(Input Opens)

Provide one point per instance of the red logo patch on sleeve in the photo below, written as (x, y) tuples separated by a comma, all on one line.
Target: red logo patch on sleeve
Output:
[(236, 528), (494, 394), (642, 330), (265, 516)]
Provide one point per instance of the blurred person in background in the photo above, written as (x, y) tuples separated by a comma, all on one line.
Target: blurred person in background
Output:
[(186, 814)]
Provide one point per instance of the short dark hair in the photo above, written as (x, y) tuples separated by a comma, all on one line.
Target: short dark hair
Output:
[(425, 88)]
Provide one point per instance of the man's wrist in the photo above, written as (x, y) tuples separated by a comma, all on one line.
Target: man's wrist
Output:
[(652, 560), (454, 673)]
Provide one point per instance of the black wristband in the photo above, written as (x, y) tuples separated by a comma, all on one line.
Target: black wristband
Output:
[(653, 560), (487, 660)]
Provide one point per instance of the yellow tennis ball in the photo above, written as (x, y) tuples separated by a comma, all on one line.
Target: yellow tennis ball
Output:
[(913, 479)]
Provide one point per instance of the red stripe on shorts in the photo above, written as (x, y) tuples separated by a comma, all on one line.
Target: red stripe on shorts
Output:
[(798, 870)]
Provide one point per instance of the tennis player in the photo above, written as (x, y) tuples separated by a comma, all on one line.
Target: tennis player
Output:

(Input Closes)

> Exercise objective: Output the records in full, exactly.

> Problem solution:
Provide one point per instance of the red logo patch on sleeve in the photo below, written as (x, y) tuples separated by a comma, all on one line.
Target: red logo patch on sleeve
Output:
[(236, 528), (494, 394), (642, 330), (265, 516)]
Provide one point per instance of the blurred person in background in the photo above, written as (x, y) tuples separated by a comma, all on one line.
Target: blurred person in background
Output:
[(186, 814)]
Provide one point per instance of the short dark hair in the photo above, written as (x, y) tuples separated by a comma, all on one line.
Target: short dark hair
Output:
[(425, 88)]
Provide one point per instance of the man's wrist in the photo above, written as (x, y) tuples separated by a comma, all on one line.
Target: man's wrist
Output:
[(652, 560), (454, 673)]
Provide one point per instance of the black wristband in the photo above, written as (x, y) tuples separated by a comma, all on one line.
Target: black wristband
Output:
[(653, 560), (487, 660)]
Provide one point per instance of the yellow tennis ball in the photo above, written as (x, y) tuples separated by a comma, all on one line.
Target: yellow tennis ball
Output:
[(913, 479)]
Provide one point per instance of the red stripe on shorts in the photo above, written as (x, y) tuples separated by a comma, all on one line.
Target: red stripe on shorts
Output:
[(798, 870)]
Provide one point per instance of the tennis player in the photo above, written as (x, y) tuples separated by a comma, all on one line.
Target: tennis player
Output:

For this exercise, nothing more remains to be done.